### Items from a pointing dataset
^^^^^^^^

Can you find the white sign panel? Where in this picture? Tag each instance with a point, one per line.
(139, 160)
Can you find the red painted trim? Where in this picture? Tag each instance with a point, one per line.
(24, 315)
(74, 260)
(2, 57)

^^^^^^^^

### Short problem
Reproduce every item above line for line, without changing a single word or mark.

### Solution for this problem
Can you find the white sign panel? Where in this picture? Tag each instance with a point, one per line.
(139, 160)
Can you find the red painted trim? Where in this picture? Tag each instance with a point, one per line.
(24, 315)
(74, 260)
(2, 57)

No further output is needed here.